Instruction.
How many lines in the records below contain the word "street"? Give only the number.

Information supplied.
(begin)

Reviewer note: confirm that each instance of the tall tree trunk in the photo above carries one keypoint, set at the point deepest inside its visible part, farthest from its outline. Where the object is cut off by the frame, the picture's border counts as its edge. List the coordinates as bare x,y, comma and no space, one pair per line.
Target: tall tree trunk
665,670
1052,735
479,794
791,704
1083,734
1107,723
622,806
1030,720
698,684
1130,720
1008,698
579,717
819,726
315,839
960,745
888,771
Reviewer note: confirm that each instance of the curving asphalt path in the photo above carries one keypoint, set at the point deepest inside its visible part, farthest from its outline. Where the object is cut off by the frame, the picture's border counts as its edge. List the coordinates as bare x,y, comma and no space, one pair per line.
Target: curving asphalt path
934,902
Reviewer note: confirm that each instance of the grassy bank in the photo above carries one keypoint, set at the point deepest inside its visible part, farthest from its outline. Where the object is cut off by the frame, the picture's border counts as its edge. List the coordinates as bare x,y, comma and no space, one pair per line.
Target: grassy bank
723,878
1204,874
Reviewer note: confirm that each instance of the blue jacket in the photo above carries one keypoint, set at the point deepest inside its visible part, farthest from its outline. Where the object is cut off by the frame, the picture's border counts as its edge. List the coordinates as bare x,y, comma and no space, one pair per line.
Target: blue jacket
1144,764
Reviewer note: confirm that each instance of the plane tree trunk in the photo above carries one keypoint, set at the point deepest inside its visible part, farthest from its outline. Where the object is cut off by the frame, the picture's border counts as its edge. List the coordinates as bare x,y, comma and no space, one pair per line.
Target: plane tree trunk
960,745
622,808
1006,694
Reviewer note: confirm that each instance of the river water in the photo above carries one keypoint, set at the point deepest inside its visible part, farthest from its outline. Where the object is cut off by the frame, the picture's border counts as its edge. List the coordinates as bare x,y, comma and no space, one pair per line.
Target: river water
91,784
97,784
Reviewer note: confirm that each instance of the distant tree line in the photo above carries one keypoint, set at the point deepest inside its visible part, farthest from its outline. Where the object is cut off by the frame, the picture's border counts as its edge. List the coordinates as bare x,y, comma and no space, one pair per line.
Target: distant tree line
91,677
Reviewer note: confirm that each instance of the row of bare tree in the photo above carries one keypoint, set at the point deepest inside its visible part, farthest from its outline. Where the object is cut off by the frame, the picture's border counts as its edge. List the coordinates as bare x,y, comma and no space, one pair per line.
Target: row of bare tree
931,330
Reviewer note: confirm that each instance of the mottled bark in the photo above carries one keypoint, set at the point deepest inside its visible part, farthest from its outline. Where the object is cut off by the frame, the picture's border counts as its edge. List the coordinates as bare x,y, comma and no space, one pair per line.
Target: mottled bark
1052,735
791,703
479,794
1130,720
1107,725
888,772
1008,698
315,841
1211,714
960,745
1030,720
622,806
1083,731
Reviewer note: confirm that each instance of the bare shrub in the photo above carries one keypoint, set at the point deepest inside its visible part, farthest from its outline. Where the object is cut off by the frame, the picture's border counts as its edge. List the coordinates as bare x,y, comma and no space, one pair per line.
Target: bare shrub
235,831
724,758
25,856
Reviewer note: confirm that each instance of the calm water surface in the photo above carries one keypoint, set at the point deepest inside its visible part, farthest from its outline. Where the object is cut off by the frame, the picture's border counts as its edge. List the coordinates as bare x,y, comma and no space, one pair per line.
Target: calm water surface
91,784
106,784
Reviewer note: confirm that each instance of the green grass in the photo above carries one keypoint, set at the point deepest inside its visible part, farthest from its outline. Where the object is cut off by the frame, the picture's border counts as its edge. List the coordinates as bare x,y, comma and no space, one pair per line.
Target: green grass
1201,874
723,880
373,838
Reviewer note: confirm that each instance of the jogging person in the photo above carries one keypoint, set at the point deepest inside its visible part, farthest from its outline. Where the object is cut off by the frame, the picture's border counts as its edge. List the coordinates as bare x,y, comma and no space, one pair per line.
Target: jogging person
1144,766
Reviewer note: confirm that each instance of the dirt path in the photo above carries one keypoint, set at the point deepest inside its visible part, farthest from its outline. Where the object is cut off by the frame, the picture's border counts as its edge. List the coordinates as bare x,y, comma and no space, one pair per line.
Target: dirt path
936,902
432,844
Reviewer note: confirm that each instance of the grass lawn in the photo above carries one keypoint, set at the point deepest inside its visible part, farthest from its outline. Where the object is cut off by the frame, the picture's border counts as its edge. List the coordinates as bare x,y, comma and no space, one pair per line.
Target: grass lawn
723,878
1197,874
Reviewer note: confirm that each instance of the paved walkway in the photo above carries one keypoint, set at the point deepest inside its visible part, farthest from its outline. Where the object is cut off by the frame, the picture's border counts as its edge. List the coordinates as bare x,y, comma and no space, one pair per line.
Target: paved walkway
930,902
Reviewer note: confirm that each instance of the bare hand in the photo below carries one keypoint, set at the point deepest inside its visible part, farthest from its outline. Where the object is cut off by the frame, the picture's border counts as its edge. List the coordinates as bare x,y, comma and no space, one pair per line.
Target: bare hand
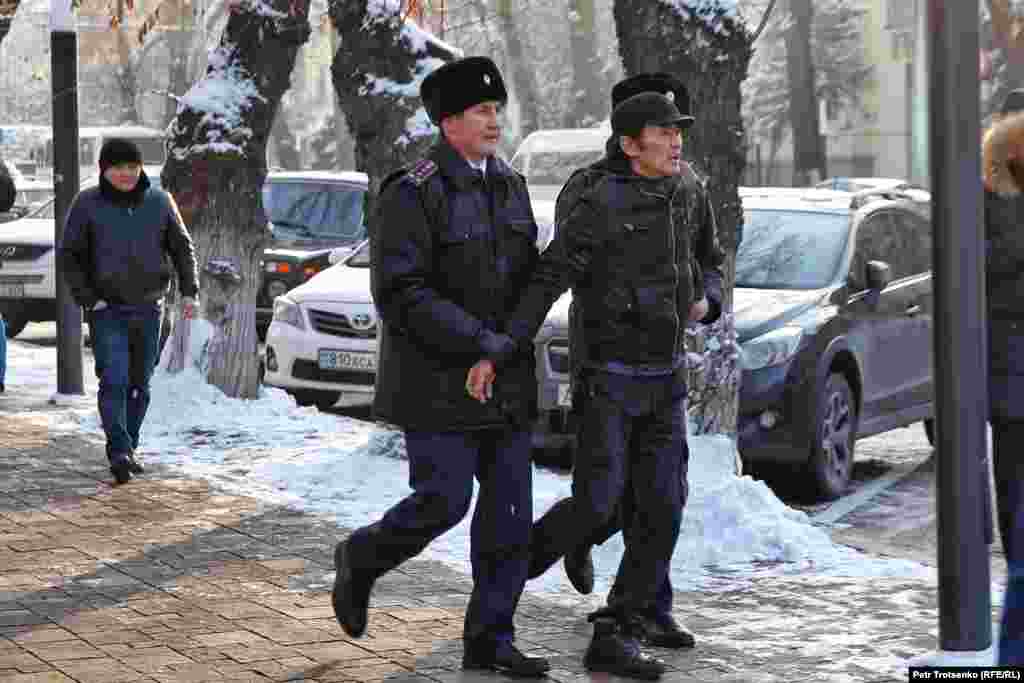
699,309
187,308
480,381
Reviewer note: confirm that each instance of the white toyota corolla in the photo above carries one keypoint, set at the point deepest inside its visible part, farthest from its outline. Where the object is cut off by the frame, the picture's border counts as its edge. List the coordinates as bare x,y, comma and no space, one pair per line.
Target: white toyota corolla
322,344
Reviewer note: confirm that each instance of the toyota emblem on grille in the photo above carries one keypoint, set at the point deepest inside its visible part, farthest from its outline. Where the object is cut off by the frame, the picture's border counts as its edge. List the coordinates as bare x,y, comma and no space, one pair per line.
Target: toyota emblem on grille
363,322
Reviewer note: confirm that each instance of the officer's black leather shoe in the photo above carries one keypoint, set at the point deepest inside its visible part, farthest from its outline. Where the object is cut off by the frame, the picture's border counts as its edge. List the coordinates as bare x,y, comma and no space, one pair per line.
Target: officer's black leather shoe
504,657
614,652
580,568
120,467
135,465
664,631
350,597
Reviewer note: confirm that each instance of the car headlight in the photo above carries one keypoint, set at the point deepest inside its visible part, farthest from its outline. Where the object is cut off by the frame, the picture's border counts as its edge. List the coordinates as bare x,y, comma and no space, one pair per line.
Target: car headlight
772,348
275,288
287,311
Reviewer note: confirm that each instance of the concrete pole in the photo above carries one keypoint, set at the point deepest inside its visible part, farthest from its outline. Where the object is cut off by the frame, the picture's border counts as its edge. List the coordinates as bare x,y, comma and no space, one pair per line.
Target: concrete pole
64,70
961,373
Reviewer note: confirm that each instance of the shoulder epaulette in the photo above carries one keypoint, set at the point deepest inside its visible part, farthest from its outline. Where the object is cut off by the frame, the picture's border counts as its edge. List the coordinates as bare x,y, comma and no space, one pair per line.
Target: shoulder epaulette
421,171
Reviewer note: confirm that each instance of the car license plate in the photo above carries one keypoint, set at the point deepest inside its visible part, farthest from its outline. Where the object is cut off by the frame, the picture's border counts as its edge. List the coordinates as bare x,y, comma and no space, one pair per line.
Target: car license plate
330,359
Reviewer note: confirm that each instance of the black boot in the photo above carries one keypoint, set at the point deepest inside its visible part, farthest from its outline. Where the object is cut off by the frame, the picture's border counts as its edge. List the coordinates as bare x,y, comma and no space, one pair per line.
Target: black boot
614,650
350,597
120,467
580,568
664,631
503,657
134,464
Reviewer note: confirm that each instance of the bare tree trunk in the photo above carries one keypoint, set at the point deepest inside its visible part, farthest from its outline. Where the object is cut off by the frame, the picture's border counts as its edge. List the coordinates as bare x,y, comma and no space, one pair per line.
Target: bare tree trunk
126,71
216,167
521,76
7,11
377,72
710,53
587,104
808,146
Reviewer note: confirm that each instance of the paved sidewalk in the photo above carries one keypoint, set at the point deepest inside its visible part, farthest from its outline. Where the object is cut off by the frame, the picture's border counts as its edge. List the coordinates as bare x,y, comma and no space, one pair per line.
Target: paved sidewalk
167,580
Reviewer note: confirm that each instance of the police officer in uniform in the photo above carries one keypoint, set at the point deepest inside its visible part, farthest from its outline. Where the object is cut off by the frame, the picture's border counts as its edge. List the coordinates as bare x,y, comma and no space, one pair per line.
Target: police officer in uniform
626,248
452,248
658,627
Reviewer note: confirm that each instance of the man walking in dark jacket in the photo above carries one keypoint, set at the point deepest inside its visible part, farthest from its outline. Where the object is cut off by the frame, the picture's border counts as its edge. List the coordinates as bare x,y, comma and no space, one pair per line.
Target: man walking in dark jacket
453,244
627,251
658,627
121,242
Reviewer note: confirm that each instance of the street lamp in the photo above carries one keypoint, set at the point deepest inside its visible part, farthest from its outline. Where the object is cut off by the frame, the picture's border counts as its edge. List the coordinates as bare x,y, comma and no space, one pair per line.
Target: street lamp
64,72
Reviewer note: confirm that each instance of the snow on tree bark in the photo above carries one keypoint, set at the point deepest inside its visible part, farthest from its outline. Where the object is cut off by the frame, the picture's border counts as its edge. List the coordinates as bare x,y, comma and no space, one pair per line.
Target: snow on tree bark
216,166
377,72
708,46
7,11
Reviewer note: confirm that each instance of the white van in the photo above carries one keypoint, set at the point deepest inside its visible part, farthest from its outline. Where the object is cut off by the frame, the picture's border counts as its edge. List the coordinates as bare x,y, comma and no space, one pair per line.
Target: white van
548,158
151,142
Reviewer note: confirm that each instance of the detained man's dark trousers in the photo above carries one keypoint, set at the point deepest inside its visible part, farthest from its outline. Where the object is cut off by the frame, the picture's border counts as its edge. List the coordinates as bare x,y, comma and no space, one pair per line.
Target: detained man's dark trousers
630,458
126,347
442,466
1009,465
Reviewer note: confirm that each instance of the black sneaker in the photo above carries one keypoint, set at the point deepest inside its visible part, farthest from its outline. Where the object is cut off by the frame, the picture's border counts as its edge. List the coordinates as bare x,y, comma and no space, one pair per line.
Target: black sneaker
611,651
504,657
350,597
134,464
664,631
120,467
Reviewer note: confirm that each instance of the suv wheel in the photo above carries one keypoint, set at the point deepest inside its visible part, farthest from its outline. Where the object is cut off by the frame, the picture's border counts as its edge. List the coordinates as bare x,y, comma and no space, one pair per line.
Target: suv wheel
322,399
15,324
832,453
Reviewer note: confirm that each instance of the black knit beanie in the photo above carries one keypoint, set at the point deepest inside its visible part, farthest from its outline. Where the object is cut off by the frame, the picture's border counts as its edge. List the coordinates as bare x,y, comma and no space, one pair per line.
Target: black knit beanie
119,151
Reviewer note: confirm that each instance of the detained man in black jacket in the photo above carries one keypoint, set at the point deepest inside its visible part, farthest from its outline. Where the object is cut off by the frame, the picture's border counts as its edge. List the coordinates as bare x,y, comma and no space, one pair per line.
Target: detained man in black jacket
659,627
627,251
122,244
453,244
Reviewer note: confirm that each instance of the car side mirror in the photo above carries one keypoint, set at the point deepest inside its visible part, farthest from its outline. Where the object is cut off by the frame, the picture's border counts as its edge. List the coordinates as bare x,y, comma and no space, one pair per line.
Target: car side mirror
879,274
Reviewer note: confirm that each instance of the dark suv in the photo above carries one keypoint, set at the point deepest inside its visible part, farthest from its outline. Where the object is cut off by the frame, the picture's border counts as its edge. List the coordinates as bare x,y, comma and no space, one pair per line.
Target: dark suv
834,314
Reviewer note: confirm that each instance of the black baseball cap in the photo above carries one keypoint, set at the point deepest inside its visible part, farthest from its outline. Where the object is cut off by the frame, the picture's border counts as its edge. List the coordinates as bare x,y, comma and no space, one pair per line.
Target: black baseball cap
647,109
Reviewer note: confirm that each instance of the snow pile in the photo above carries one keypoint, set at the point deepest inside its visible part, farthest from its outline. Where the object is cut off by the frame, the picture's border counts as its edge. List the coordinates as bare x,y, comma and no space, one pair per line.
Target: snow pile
352,471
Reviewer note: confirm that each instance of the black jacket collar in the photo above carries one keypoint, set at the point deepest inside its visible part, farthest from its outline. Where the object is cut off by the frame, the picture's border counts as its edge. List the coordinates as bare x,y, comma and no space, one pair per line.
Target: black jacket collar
133,198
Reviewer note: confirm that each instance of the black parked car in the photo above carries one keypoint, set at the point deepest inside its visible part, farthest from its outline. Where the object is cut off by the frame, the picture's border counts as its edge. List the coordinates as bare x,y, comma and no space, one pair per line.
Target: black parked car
834,314
316,219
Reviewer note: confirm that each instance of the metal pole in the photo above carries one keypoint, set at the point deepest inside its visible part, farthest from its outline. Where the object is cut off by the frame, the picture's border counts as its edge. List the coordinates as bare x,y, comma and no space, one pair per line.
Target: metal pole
961,380
64,48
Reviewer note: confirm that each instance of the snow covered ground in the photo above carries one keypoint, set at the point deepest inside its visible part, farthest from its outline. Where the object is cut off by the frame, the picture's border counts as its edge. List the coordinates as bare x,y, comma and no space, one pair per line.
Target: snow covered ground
351,471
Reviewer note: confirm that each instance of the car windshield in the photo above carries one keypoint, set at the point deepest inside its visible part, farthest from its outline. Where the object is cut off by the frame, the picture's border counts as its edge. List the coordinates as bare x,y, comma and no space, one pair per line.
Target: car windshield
314,210
791,250
360,257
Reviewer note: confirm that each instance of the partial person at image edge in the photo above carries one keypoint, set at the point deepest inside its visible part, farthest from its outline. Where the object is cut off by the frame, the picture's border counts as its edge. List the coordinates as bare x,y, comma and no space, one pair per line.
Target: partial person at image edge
123,242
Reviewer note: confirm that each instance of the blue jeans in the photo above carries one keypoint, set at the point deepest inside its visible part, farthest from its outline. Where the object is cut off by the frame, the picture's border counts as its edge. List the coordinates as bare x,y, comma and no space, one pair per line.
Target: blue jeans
441,468
3,349
126,346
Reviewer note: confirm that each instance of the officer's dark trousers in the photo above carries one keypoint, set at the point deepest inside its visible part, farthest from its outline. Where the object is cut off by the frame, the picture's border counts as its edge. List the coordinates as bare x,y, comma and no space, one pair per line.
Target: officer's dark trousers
1008,449
441,467
630,450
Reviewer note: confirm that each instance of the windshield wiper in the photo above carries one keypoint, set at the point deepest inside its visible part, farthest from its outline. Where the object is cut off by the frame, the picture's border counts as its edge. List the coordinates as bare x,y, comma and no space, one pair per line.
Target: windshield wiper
298,227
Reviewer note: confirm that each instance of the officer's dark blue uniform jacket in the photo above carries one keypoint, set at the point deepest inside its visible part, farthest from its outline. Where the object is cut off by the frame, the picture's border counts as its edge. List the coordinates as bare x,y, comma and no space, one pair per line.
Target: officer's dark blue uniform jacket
1005,268
450,256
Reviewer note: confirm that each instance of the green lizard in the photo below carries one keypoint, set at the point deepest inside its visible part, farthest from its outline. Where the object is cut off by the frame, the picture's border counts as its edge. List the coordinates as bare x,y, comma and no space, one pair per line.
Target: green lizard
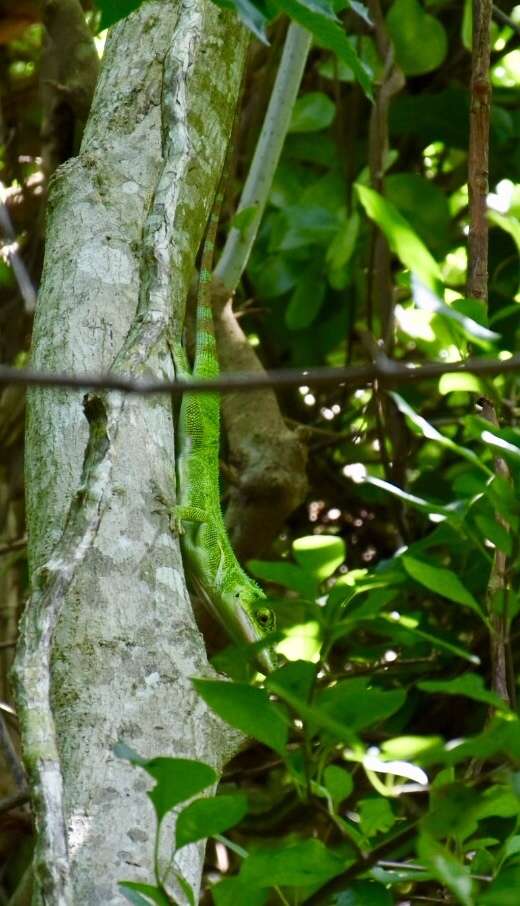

(end)

Result of the exercise.
2